>> Begin
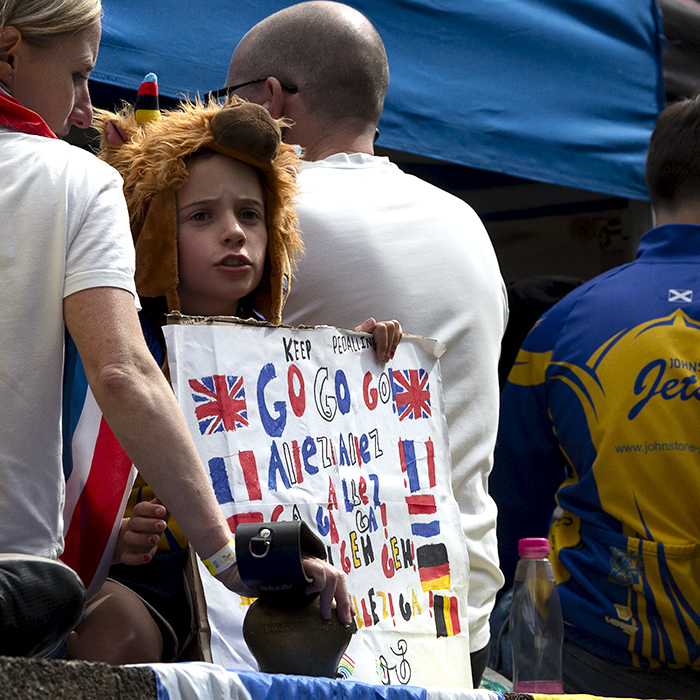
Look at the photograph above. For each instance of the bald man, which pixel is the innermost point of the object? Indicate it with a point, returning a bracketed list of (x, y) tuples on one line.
[(380, 242)]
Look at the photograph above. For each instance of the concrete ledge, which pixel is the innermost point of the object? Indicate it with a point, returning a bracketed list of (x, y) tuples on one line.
[(35, 679)]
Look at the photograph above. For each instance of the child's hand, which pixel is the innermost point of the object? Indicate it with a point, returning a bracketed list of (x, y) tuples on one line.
[(139, 535), (387, 335)]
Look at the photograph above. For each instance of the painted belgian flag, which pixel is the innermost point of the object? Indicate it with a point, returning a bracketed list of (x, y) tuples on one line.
[(433, 567), (446, 612)]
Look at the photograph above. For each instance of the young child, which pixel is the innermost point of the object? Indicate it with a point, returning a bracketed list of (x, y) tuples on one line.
[(210, 191)]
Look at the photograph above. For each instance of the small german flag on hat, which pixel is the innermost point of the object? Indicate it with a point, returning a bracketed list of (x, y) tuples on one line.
[(147, 107)]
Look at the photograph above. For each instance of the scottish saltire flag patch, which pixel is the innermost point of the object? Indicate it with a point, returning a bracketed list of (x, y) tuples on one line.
[(684, 295), (220, 403), (411, 391)]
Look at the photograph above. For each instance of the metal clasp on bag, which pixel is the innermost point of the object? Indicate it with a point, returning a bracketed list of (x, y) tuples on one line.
[(264, 538)]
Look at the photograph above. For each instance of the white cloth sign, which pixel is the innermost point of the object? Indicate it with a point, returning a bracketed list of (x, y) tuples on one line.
[(306, 423)]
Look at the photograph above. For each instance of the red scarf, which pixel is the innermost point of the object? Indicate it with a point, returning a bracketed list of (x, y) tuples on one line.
[(15, 115)]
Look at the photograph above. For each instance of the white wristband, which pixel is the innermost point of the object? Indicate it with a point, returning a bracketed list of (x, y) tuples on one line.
[(223, 559)]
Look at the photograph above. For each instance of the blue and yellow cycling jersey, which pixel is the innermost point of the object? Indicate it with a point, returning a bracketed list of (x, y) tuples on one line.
[(602, 407)]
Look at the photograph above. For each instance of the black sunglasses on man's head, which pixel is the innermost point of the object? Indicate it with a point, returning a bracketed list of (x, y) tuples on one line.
[(225, 92)]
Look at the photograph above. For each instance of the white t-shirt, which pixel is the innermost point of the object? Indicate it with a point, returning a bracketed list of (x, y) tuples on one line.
[(64, 228), (385, 244)]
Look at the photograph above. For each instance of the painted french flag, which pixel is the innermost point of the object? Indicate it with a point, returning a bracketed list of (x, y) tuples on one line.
[(99, 477)]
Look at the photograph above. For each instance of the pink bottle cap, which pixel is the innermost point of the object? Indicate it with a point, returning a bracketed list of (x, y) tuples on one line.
[(534, 546)]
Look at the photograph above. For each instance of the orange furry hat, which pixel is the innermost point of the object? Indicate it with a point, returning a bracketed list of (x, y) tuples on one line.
[(152, 162)]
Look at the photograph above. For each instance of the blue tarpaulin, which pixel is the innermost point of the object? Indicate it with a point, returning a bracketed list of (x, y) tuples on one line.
[(559, 91)]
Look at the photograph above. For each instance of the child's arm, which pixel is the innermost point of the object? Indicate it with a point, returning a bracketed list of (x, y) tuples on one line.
[(387, 335), (139, 535)]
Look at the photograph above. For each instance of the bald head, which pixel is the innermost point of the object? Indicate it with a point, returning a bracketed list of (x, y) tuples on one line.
[(330, 51)]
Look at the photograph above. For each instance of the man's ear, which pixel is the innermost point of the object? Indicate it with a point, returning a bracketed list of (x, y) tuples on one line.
[(275, 98)]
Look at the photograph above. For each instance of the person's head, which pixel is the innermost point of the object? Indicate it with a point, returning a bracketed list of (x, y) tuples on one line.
[(673, 161), (333, 59), (221, 234), (210, 191), (48, 49)]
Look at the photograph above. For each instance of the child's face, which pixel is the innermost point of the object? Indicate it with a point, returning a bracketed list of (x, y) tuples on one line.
[(221, 235)]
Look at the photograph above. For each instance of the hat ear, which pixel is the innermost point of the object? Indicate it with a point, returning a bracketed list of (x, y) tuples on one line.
[(156, 251)]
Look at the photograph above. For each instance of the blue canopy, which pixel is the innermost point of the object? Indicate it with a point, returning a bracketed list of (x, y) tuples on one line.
[(559, 91)]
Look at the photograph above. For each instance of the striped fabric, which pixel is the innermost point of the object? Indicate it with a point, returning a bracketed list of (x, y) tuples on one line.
>> End
• _Description of the task_
Set down the complete material exactly, but do not include the images.

• _Answer to this task_
Look at the photograph above. For each instance of the bald man, which pixel is the innermost point of the object? Indicate it with a point, returning a bracketed list of (x, y) tuples on one line.
[(380, 242)]
Look at the photograph above. For each instance of the concrete ledge, which pixel is the innermost point of the object? Indicate it with a point, returning a bracketed list of (x, y) tuples on one line.
[(35, 679)]
Look at the photograph above. For each instance of the child's hand, which pixel is the innermost point of the object? Indicate it with a point, returning a bracketed list of (x, y) tuples on one line.
[(139, 535), (387, 335)]
Look at the photograph above. For each instance of the painted belgian flag, which pixel is the innermost point of the object? Indicate it with a point, returning a bracketed list of (x, y) tuples on one line.
[(433, 567), (446, 612)]
Look at the photograph above. For each instance of the young child, which pixel is the innermost point of the object? Indicate it with a point, returning a bracketed list of (x, y) tuples on one line.
[(210, 191)]
Look at the photograph above. For each instance of the small german flag on hat, which pixel is the innermost point of the object? Indicate it with a point, returning a bracketed list of (x, y) tuples on one line.
[(147, 107)]
Look at the photograph above. For each instance of the scottish saltire flag patch, which pixel is the innermost point of the object? Indicate it with a point, returning a bracketed list of (x, y) tuples on one line.
[(684, 295), (220, 403), (411, 391)]
Look at the photograph above. For each instance of the metal clasp on bag, which pixel is the innermost point of the object? Indicate it with a point, returning a bracketed list of (x, y) tuples on one line.
[(264, 538)]
Look at the photograph above. For each instance of the white cloth sign, which pixel is the innermost point of the object? Indicate it with a point, returning a bracketed list of (x, y) tuples on one line.
[(306, 423)]
Look at the photograph above. For each instance of the red scarf, which pixel is the innermost point of the object? Indicate it with a point, returning a bracketed list of (x, y) tuples on one line.
[(15, 115)]
Look at the photograph above. For each instance of the white wristband, which pixel is the innermost point of the object? Indicate it with a point, returning a bracketed list of (x, y) tuples on one line.
[(223, 559)]
Look at the photograph above. For each instance of the blue and yellow cycling jersey, which pixel is the innermost point of the object? Indicate it with a point, returning a bracketed list of (x, y) tuples on one line.
[(602, 407)]
Look at the photograph above. For each instance of the black sunglasses on man's head, which pixel is the innermost point of the object? Indicate it with a point, returning a bracketed list of (x, y) tuples on one line.
[(225, 92)]
Look at the photograph above. For each instance of the white t-shirt, which pixel is the innermost point of the object? Indicate it with a point, returning a bracketed list of (x, y) tuples on one line.
[(64, 228), (385, 244)]
Look at the photograph above. For each instance of the painted french flag, which pixel is the innermost point of the object? Indicate it with a point, returning a bracketed list of (x, y) tuples on one line.
[(99, 477)]
Look at the photograph above. For each instance of the pink bottle cap, which pixel is the innermost point of the object? Indicate it with a point, returning a bracketed list of (x, y) tuples on one line.
[(534, 546)]
Look at the photograph above. For each instance of the orange furry hat, which pixel is the innermost point of the object? Indicate it with a point, returning a bracketed list of (x, y) tuples on one line.
[(152, 162)]
Look at the photograph above. For each instance of the blue tarpaulin, which pixel is the innermost point of the object? Indicate it with a point, returning a bracketed list of (x, y) tuples on one line.
[(559, 91)]
Look at the photograph above. For each instance of the child's arm, which pixel is the innermost point of the object? Indicate it with a point, returning a bracketed list of (x, y) tuples on one line.
[(387, 335), (139, 535)]
Look at the photograph above. For each instance of the bald head, which pixel is the innermost point of the object? Indicate it with a point, returning a bracketed list of (x, y) tuples on one line.
[(330, 51)]
Look at the photograph above. For each instance of the man's ear, which pixel is the innermost point of the object? Indicate it with a point, returning a bracketed list of (x, y) tuples on one line.
[(275, 98)]
Look at the photograph above. For each instance of the person's head, which pixel is the innermost point of the object? Indicate it with a point, returning a bracketed list of (x, y) tuples on one line.
[(673, 161), (333, 59), (221, 234), (210, 191), (48, 49)]
Look at the photograph above. For each instance of the child's face, which pixel is the innermost point of the object? Indicate it with a point, returning a bracketed list of (x, y) tuples on one line.
[(221, 235)]
Look at the photograph above. For each instance of the hat ear, which pixel is the innermost point of the object? Indicate it with a point, returning a bracketed list of (x, y) tuples on one line.
[(156, 251)]
Look at the photograph above. For each instance of the blue canopy, which pixel is the innermost point of the object? Indicate it with a point, returning a bracketed list of (x, y) tuples on one line.
[(559, 91)]
Look at the photograph above. For each instance of the striped fabric, which pixel is the innermost point of the object? Indicate it with a point, returning a bracketed list of (x, y) tuples on one line.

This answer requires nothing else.